-- START Listing --

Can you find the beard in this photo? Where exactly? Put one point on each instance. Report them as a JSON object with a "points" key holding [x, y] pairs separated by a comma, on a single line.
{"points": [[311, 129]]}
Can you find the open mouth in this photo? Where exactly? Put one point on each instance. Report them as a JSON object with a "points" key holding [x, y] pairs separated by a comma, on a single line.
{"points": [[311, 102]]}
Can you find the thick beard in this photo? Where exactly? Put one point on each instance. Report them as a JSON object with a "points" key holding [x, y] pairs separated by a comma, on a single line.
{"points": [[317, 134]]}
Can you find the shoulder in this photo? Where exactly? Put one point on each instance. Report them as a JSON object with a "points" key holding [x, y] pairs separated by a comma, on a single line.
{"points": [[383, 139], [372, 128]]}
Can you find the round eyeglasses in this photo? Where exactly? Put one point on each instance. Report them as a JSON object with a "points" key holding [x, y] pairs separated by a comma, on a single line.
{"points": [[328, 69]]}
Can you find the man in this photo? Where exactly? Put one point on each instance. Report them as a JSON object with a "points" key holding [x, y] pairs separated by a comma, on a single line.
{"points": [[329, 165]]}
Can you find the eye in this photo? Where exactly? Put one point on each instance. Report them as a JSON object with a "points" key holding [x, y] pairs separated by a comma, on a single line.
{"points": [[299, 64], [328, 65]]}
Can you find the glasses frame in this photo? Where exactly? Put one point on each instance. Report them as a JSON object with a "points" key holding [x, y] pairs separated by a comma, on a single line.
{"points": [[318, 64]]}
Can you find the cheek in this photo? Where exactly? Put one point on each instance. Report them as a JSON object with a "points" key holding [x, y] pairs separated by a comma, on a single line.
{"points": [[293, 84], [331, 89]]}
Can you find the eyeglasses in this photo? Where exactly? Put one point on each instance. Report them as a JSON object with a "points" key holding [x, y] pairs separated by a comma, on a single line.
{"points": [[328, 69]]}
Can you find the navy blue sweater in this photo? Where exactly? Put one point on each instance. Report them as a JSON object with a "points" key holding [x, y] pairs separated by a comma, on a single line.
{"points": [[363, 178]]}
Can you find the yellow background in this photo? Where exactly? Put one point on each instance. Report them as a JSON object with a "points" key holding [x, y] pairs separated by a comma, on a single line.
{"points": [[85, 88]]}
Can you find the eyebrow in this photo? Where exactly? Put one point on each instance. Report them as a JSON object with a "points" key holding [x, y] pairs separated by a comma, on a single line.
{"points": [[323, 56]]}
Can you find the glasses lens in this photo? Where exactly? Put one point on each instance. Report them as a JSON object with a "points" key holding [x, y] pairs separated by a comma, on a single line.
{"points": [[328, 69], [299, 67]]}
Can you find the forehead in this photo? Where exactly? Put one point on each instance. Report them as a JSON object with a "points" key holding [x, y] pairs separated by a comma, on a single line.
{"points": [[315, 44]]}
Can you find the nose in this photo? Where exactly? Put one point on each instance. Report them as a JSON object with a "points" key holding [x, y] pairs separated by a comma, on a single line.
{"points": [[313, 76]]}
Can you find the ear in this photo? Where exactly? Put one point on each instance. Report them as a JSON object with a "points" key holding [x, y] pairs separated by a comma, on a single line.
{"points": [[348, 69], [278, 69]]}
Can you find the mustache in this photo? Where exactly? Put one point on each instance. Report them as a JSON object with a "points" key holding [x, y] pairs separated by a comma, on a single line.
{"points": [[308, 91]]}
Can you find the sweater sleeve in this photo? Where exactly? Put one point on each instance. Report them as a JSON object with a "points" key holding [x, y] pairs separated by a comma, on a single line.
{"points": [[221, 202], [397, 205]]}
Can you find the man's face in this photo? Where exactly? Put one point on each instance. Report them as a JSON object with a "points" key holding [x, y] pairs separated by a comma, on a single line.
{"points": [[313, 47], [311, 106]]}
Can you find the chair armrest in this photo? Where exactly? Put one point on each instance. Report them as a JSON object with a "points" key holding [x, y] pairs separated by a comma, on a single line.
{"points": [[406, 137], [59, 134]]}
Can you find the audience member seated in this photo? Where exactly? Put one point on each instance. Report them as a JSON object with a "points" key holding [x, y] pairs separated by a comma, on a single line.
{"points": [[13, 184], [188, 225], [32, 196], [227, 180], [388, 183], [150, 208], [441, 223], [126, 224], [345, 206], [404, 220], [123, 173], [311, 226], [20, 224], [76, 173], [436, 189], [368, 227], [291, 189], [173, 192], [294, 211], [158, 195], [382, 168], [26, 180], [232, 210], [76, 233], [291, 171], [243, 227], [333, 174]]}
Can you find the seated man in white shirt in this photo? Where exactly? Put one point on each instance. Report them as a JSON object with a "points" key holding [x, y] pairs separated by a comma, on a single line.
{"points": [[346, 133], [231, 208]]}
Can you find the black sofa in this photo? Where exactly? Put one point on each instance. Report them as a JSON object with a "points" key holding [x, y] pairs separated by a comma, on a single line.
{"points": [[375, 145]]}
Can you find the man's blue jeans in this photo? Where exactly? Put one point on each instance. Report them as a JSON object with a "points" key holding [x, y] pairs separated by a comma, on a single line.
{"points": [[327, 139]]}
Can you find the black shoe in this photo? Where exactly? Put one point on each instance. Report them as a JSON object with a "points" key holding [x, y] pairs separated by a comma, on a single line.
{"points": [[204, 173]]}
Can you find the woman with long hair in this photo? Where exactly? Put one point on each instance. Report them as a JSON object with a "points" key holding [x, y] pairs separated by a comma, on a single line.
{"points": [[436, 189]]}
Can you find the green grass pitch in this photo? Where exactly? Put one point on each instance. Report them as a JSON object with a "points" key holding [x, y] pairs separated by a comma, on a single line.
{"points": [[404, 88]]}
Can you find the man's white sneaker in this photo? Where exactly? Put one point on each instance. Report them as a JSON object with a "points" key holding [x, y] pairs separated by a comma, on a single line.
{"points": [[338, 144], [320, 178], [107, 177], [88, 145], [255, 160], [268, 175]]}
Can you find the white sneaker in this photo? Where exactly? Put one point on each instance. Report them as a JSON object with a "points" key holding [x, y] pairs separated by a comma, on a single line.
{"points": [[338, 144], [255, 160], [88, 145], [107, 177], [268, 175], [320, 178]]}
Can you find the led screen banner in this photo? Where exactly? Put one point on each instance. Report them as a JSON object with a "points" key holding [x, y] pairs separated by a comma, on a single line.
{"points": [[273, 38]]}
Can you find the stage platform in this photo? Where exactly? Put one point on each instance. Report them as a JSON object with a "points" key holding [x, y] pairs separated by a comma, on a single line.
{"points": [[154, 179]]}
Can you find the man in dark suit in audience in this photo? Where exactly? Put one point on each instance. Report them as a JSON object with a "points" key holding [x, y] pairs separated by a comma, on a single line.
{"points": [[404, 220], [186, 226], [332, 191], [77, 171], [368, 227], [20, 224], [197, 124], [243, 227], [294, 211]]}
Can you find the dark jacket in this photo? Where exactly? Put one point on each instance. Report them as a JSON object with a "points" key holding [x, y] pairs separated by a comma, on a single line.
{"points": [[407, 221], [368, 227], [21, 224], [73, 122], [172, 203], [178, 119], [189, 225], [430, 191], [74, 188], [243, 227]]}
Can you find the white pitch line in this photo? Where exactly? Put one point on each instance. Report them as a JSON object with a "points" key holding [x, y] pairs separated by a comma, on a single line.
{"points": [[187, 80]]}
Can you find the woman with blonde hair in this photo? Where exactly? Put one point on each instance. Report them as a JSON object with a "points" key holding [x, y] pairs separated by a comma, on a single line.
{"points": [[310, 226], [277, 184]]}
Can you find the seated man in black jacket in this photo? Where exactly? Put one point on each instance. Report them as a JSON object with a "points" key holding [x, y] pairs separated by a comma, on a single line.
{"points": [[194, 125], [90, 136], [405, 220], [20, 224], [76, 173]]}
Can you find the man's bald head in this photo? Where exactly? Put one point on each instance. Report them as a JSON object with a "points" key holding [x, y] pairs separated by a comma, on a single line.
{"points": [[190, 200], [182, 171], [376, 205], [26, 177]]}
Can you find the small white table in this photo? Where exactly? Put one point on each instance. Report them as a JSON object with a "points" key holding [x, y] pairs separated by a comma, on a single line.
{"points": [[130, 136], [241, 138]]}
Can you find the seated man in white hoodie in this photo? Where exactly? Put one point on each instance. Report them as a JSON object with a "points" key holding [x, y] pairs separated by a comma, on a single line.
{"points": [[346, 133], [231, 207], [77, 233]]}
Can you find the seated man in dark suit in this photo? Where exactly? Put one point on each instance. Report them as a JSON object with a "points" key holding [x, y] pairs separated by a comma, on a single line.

-- END Listing --

* **Task goal**
Copy out, unchanged, the lines from the one containing "Can you find the seated man in black" through the last line, including both.

* **Output for this task**
Can you find the seated man in black jacket in this photo? Where exactly? Put one point on each instance. Report them as a JSON object with a "points" key holding [x, y] pairs separated by a comma, on a single line.
{"points": [[194, 125], [90, 136], [405, 220], [20, 224], [76, 173]]}
Can you find the man's bald head in this photo? Where exactly? Put one point on each instance. Report them as a JSON object with a "points" key holding [x, y] pairs separated by a comma, on a single line.
{"points": [[190, 200], [182, 171], [376, 205], [26, 177]]}
Can you find the small white table in this photo? Where exactly? Put one point on each instance. Report them as a JSON object with a "points" key holding [x, y] pairs separated by a comma, on a single line.
{"points": [[130, 136], [241, 138]]}
Can you find the seated man in white hoodie in this photo? Where exactly? Put one point on each instance. Report them as a JSON object with a "points" key holding [x, y] pairs separated by a comma, on a single line.
{"points": [[346, 133], [231, 207], [77, 233]]}
Can you find the seated man in dark suit in this photo? Where exactly? Put one point on each instance. Report them as a JSON object with a "points" key holding [x, y] pairs separated by a comma, on a single line.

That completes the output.